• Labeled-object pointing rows
^^^^
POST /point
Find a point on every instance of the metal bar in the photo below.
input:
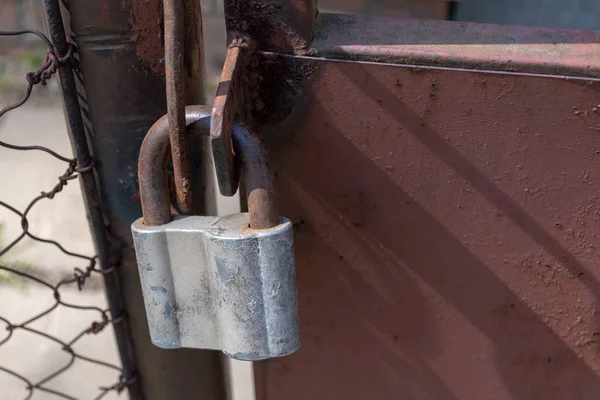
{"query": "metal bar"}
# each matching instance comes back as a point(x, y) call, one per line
point(458, 45)
point(90, 189)
point(174, 11)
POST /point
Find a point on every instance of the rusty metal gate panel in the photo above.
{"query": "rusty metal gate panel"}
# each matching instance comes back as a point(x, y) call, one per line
point(442, 180)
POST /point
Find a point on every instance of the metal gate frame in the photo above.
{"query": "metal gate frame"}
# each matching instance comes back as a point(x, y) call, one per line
point(437, 173)
point(362, 216)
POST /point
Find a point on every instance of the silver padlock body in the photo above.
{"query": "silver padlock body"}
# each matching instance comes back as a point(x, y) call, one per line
point(214, 283)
^^^^
• BRIEF
Rewrite the rows from the beginning up to and including the line with "point(362, 216)", requests included, scaling every answer coordinate by 2.25 and rounding to whole numbers, with halves rounded up. Keep the request lines and their format samples unchanged, and leave the pictures out.

• SOLUTION FOR THIS PROBLEM
POST /point
Find a point on every instance of the metal bar in the photo below.
input:
{"query": "metal bar"}
# each matching instance comes back as a point(x, y) call, one per line
point(1031, 101)
point(203, 425)
point(392, 25)
POST /point
Find a point on every instance of the rusty metal gate panel in the photo above.
{"query": "rusty metal gate panel"}
# each matching instance comes back as a point(x, y) call, one per line
point(995, 405)
POST /point
Find a point on every instance of the metal gate frame in the photo above.
{"query": "metal gate frame"}
# each matching instance comes back as a point(x, y) call, one per line
point(983, 389)
point(815, 486)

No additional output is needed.